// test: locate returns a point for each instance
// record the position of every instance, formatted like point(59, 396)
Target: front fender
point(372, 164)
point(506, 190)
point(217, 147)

□ □ □ □

Work to be completed:
List the lines of the records where "instance" occurs.

Answer to the problem:
// test: locate returns a point for each instance
// record the position of every instance, formatted like point(59, 396)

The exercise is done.